**Instructions to follow:** Lines holding the word "positive" must be located in the listing below and copied.

**Records supplied:**

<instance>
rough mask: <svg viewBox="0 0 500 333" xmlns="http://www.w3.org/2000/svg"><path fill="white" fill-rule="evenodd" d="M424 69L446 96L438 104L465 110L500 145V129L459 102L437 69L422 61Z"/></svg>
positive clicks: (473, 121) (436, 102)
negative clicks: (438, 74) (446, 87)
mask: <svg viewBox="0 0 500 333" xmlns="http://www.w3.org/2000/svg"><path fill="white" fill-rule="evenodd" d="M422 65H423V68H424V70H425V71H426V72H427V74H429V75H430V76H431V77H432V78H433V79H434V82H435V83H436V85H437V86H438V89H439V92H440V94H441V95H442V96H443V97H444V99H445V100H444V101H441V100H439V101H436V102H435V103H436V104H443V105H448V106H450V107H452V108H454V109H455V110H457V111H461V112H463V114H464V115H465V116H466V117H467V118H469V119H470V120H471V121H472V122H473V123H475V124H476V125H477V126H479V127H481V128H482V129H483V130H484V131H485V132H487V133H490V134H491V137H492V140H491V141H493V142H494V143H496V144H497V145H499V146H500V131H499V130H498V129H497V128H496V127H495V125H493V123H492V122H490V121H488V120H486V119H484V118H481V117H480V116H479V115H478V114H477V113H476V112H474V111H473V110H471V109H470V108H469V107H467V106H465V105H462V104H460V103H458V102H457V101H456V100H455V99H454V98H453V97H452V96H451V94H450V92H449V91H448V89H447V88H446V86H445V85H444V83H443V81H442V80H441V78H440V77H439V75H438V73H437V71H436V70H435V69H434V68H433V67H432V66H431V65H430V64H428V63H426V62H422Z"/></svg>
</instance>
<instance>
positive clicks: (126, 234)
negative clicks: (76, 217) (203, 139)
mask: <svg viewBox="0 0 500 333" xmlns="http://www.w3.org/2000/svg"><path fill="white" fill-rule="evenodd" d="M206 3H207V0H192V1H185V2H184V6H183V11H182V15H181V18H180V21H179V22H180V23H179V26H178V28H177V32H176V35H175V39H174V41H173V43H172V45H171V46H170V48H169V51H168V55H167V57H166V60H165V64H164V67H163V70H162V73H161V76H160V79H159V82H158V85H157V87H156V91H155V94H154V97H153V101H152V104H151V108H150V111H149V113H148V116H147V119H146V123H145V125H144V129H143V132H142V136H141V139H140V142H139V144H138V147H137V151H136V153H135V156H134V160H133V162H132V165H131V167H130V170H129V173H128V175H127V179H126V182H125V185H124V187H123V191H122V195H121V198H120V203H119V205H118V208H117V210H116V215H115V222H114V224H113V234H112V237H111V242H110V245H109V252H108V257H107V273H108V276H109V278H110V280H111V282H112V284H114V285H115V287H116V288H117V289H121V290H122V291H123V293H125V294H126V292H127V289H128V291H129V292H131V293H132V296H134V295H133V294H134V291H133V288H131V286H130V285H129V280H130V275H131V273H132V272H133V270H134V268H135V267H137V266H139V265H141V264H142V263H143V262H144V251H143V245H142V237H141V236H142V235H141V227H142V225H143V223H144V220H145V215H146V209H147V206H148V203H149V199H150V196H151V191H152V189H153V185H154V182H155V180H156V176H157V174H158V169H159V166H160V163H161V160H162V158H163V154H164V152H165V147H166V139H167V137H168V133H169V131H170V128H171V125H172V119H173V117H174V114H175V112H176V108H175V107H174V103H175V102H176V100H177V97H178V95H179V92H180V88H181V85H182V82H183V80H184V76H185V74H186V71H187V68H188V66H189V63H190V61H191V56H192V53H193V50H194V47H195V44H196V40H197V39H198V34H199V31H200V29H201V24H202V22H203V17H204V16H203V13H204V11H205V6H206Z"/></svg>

**Task solution:**
positive clicks: (473, 121) (436, 102)
positive clicks: (126, 234)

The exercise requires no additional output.